> **SELECTION**:
:::::

SPECIAL: My personal reminiscences of the Master

Although a film buff myself, Ray’s influence on my life has been magnetic here I discovered the language of pure cinema. I decided to make film-making a career. In the sixties I came to Britain to study film technique and after finishing my course I was lucky enough to get a break in the industry as the sixties was quite a busy period at the time I was among  the three Indian technicians…. Writes Dilip Roy

“I have spent a fortune travelling to distant shores and looked at lofty mountains and boundless oceans, and yet I haven’t found time to take few steps from home to look at single dew drop on a single blade of grass.”    Rabindranath Tagore to young Satyajit age (7)

Geniuses are born only once in a lifetime. They come like a shooting star and fall on earth like a meteorite making a huge impact. Satyajit Ray (1921-1992) was one such meteorite whose indelible  influence in the world of art and intelligentsia is paramount. In 1956, the year Ray’s film Pather Panchali burst into the international scene by winning a special prize at Cannes and at Venice the following year for Aparajito. Since then Ray’s name became synonymous with the intellectual giants of world cinema such as Antonioni, Bergman and Kurosawa thus forming a quartet of world cinema along with other French new wave and Italian neo realist film directors of the fifties and sixties. Ray went on to win top prizes at every major film festivals of the world. As a complete film maker his was a singular achievement in World Cinema and for nearly forty years he carried the can for India in the international film scene.

:::::

> **RECORDED DATA**:

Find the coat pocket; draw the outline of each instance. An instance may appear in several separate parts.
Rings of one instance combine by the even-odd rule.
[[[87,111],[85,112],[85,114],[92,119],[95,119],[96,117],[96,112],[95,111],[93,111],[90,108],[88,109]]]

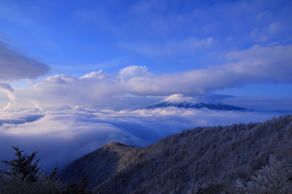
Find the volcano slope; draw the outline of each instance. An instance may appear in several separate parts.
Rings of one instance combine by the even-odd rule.
[[[237,179],[248,180],[271,154],[292,162],[291,121],[292,114],[284,114],[262,123],[196,127],[144,148],[110,143],[62,173],[65,180],[89,180],[96,193],[230,193]]]

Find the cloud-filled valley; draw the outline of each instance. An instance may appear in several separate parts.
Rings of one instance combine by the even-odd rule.
[[[1,159],[13,157],[11,146],[36,150],[46,170],[61,167],[107,143],[144,147],[196,126],[262,121],[280,113],[168,107],[152,109],[96,110],[55,107],[0,112]],[[2,164],[1,165],[2,165]]]

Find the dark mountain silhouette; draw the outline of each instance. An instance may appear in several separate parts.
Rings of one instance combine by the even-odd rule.
[[[89,180],[96,193],[230,193],[237,179],[249,180],[270,154],[292,162],[291,121],[292,114],[284,114],[262,123],[196,127],[144,148],[110,143],[62,173],[65,180]]]
[[[174,106],[185,108],[192,108],[198,109],[206,107],[209,109],[214,110],[248,110],[245,108],[227,105],[210,99],[200,98],[197,97],[186,97],[184,96],[182,94],[173,94],[166,98],[165,100],[166,101],[164,102],[147,106],[146,108],[149,109]]]

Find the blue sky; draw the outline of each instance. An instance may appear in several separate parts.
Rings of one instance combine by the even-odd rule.
[[[268,59],[266,49],[273,52],[277,47],[284,47],[286,55],[291,52],[291,1],[2,1],[0,40],[7,44],[7,49],[49,66],[49,71],[36,73],[35,83],[55,75],[79,77],[100,70],[113,78],[120,70],[132,66],[147,66],[153,75],[171,76],[214,66],[282,57],[267,70],[271,71],[265,77],[243,77],[246,80],[207,87],[211,90],[203,88],[203,92],[251,100],[291,98],[292,93],[287,91],[292,88],[291,76],[280,73],[279,76],[286,77],[285,80],[275,80],[270,75],[277,63],[283,61],[286,64],[279,68],[288,67],[290,71],[291,57],[279,53]],[[252,50],[239,57],[231,56],[236,52],[240,55],[253,47],[262,52],[256,56]],[[247,67],[247,71],[263,71],[265,67],[263,63],[261,68]],[[10,81],[15,89],[32,87],[23,79],[32,77],[22,77],[20,81],[16,77],[3,81]],[[274,90],[276,92],[270,91]],[[178,93],[175,92],[154,94]],[[154,94],[146,91],[142,95],[147,94]],[[224,103],[229,101],[242,105],[240,100],[232,98]],[[292,109],[289,103],[274,108]],[[252,104],[242,105],[269,109],[263,104],[258,107]]]
[[[292,113],[291,10],[291,1],[0,0],[0,158],[36,147],[52,167],[113,141],[145,146]],[[175,94],[255,111],[141,109]]]

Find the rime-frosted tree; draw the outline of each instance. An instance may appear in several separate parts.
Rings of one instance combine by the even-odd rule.
[[[237,179],[236,193],[238,194],[289,194],[292,193],[292,165],[287,161],[277,160],[271,156],[268,165],[256,170],[257,176],[244,183]]]

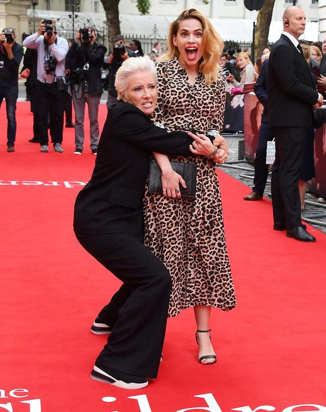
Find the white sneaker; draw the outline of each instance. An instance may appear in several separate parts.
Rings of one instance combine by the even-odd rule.
[[[53,146],[55,151],[57,151],[58,153],[63,153],[63,149],[60,143],[55,143]]]

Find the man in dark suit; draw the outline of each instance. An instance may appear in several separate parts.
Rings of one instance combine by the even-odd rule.
[[[285,10],[283,32],[273,46],[269,59],[268,113],[274,130],[276,157],[271,172],[274,230],[302,242],[316,239],[303,227],[299,175],[307,138],[313,124],[313,109],[322,105],[322,96],[314,88],[311,72],[299,37],[306,15],[297,6]]]

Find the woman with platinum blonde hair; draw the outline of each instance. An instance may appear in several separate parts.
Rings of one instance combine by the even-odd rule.
[[[147,56],[142,59],[127,59],[123,63],[123,69],[118,70],[116,75],[115,86],[118,92],[118,100],[123,99],[126,94],[129,80],[131,74],[140,71],[150,73],[155,81],[155,86],[157,83],[157,73],[153,61]]]
[[[91,377],[125,389],[145,388],[157,376],[171,289],[169,271],[144,244],[150,154],[215,151],[203,135],[168,133],[151,120],[157,98],[153,67],[148,58],[132,57],[118,70],[121,99],[108,108],[93,173],[74,208],[78,241],[122,282],[91,329],[109,333]]]

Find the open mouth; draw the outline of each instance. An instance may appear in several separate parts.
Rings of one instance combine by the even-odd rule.
[[[198,49],[197,47],[187,47],[185,49],[185,53],[188,59],[193,60],[196,59],[197,55]]]

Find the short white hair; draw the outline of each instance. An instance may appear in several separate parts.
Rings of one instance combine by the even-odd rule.
[[[141,71],[148,71],[152,74],[155,84],[157,83],[157,73],[154,62],[148,56],[129,57],[119,68],[116,75],[114,85],[118,92],[118,99],[125,97],[128,87],[128,77],[130,74]]]

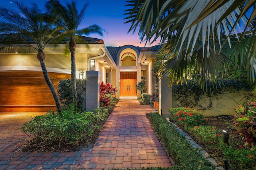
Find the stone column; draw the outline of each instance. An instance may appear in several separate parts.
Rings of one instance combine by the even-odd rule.
[[[169,117],[169,113],[167,111],[172,107],[172,90],[168,87],[168,82],[164,83],[167,80],[167,75],[159,79],[159,114],[164,117]],[[162,111],[162,112],[161,112]]]
[[[86,111],[100,107],[100,72],[87,71]]]

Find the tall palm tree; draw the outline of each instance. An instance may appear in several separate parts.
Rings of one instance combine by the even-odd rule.
[[[58,0],[50,0],[46,3],[52,7],[52,12],[60,17],[57,24],[62,27],[64,33],[63,37],[64,40],[67,41],[68,43],[68,48],[71,55],[71,82],[73,101],[76,108],[77,104],[75,52],[76,42],[79,41],[85,43],[81,36],[79,36],[96,33],[102,36],[102,32],[104,30],[96,24],[86,28],[79,29],[88,4],[84,5],[79,12],[74,1],[72,1],[71,3],[67,3],[66,7],[61,4]]]
[[[167,62],[161,69],[163,73],[169,74],[171,85],[175,80],[182,79],[184,75],[192,73],[189,72],[196,65],[200,67],[193,70],[200,71],[202,84],[209,75],[213,74],[211,78],[218,79],[218,71],[224,72],[220,68],[232,63],[226,57],[226,46],[231,47],[231,40],[244,42],[242,40],[256,16],[255,0],[137,0],[127,2],[127,5],[131,7],[126,14],[128,15],[126,23],[131,23],[128,32],[133,30],[134,33],[138,29],[142,41],[146,42],[153,42],[160,38],[162,43],[166,43],[166,49],[174,53],[177,52],[175,59]],[[244,28],[240,28],[240,23]],[[251,31],[248,48],[241,49],[248,55],[243,59],[254,60],[252,57],[256,53],[256,30]],[[234,56],[229,57],[235,58]],[[222,59],[217,59],[218,57]],[[255,63],[250,64],[256,69]],[[179,76],[170,72],[177,65],[175,69],[179,70]],[[182,69],[179,69],[180,67]],[[253,73],[248,75],[253,77],[252,79],[254,79]]]
[[[29,48],[36,49],[44,77],[54,99],[57,111],[61,111],[60,101],[47,73],[44,49],[57,37],[58,28],[52,24],[54,20],[49,11],[43,14],[36,5],[28,7],[18,1],[14,2],[18,10],[0,9],[0,47],[2,50],[10,48]]]

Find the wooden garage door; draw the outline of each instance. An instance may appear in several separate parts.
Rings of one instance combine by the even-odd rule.
[[[48,73],[56,90],[69,74]],[[41,72],[0,72],[0,112],[47,112],[55,103]]]

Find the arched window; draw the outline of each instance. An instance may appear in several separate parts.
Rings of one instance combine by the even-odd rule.
[[[121,66],[136,66],[136,57],[132,53],[126,53],[121,57]]]

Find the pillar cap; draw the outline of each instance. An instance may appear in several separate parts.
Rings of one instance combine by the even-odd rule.
[[[100,77],[100,71],[86,71],[86,77]]]

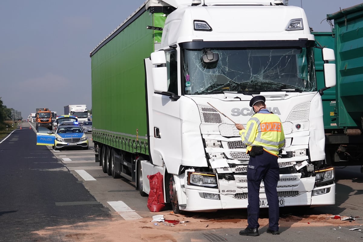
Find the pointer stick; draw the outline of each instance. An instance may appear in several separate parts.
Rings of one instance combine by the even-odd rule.
[[[236,122],[235,122],[234,121],[233,121],[233,120],[232,120],[232,119],[231,119],[230,118],[229,118],[228,117],[227,117],[227,116],[226,116],[226,115],[225,115],[222,112],[221,112],[220,111],[219,111],[219,110],[218,110],[218,109],[217,109],[217,108],[215,108],[215,107],[213,107],[213,105],[212,105],[210,103],[208,103],[208,102],[207,102],[207,103],[208,103],[208,104],[209,104],[210,105],[211,105],[211,106],[212,106],[212,108],[214,108],[216,110],[217,110],[217,111],[218,111],[219,112],[220,112],[220,113],[221,113],[221,114],[222,114],[222,115],[223,115],[226,118],[228,118],[228,119],[229,119],[229,120],[231,120],[231,121],[232,121],[232,122],[233,122],[233,123],[234,124],[236,124]]]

:::::

> **SET TASK**:
Continue the reminiscence of Satyajit Ray, picking up after its final sentence.

> **RESULT**:
Satyajit Ray working on “The Apu Trilogy”

Although a film buff myself, Ray’s influence on my life has been magnetic here I discovered the language of pure cinema. I decided to make filmmaking a career. In the sixties I came to Britain to study film technique and after finishing my course I was lucky enough to get a break in the industry as the sixties was quite a busy period at the time I was among  the three Indian technicians. At the London’s National Film Theatre where one could the see the cream of World cinema naturally I became a member and I would manage to see every Ray film shown at the London film festival. However, my first glimpse of the man was in the 1968 London film festival when he came to introduce his film Adventures of Goopy and Bagha standing at the mike and speaking eloquently in a baritone voice  he was as majestic as Kanchenjunga it was then I decided to meet my mentor.

Smaran Ghosal as Apu in “Aparajito”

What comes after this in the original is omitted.